Instruction: Beginning with the line where "of the blurred" appears, retype every remaining line of the data below, both the first and last included.

Supplied records:

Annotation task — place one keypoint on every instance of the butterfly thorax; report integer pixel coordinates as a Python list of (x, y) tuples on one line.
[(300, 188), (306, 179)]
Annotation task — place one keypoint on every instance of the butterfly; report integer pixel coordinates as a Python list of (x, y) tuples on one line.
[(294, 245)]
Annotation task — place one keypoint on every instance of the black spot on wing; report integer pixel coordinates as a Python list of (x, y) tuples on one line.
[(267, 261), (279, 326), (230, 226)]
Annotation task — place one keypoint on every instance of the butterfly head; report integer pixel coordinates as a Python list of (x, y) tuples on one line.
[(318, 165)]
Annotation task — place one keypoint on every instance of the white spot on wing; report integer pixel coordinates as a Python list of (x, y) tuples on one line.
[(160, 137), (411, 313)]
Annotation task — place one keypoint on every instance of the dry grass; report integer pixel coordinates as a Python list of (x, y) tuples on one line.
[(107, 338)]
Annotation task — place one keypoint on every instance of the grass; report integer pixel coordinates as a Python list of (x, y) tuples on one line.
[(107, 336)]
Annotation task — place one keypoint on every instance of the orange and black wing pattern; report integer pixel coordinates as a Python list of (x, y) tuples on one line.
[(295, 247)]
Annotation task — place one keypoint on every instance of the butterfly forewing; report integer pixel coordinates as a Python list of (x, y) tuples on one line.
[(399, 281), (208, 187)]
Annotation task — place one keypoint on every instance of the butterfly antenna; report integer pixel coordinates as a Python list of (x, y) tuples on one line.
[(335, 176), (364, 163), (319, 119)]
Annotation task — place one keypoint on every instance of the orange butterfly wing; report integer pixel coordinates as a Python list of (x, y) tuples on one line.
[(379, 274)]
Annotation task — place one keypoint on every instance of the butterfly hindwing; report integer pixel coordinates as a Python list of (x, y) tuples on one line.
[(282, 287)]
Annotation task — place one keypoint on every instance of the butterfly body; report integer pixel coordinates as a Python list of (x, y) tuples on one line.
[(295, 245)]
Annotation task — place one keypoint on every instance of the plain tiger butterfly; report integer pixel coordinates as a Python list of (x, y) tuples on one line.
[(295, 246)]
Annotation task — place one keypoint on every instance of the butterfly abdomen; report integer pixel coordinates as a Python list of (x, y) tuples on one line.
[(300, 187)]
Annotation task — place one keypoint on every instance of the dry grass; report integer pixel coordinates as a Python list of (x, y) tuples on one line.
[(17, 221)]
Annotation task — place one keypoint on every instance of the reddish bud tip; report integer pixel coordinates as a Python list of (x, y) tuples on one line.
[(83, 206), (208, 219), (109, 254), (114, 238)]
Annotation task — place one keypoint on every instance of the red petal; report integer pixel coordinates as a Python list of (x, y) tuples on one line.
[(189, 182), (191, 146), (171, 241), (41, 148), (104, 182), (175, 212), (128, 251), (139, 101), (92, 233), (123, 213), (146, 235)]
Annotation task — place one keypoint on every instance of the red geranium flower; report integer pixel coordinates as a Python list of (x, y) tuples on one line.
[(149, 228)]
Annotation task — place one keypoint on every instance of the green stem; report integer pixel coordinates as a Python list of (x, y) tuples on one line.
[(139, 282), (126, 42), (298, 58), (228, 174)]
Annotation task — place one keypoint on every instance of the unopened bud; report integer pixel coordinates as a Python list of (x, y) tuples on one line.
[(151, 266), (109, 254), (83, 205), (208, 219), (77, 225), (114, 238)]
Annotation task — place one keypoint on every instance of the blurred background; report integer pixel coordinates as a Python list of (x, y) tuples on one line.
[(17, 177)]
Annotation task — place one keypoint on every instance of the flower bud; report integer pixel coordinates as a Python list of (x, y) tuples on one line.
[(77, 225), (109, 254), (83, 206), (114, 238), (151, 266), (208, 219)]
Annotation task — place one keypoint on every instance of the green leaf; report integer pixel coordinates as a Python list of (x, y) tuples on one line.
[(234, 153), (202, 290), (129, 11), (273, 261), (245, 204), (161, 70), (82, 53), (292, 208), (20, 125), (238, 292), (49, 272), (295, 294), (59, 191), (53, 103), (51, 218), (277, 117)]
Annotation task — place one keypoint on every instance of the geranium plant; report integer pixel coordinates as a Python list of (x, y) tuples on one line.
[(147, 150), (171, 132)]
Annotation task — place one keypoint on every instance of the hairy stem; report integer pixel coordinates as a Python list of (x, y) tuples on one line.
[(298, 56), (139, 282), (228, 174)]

Reply to the task:
Annotation task — place one keypoint on every instance of the blurred background; report integer pixel coordinates as a Python list of (x, y) tuples on one line.
[(17, 177)]
Annotation task — place one keypoint on every instance of the flower bud; report integer pixel coordinates as a Python list of (x, y) tuples on one line.
[(77, 225), (109, 254), (83, 206), (114, 238), (151, 266), (208, 219)]
Annotation task — place one keypoint on every instance of the green leaf; report integer pixel coordinates as a Python list of (x, y) tuples on one line.
[(234, 153), (202, 290), (129, 11), (273, 261), (245, 204), (161, 70), (82, 53), (292, 208), (20, 125), (238, 292), (49, 272), (295, 294), (59, 191), (53, 103), (51, 218), (277, 117)]
Annotation task — place one keypoint on every instance of the geranium plant; report integer pixel coordinates as a Python list of (x, y) tuples on one line.
[(147, 150), (171, 132)]
Annotation task — place one keypoint on every instance of the hairy stem; report integer pixel coordinates as a Python list of (x, y) tuples on one line.
[(298, 56), (139, 282), (228, 174)]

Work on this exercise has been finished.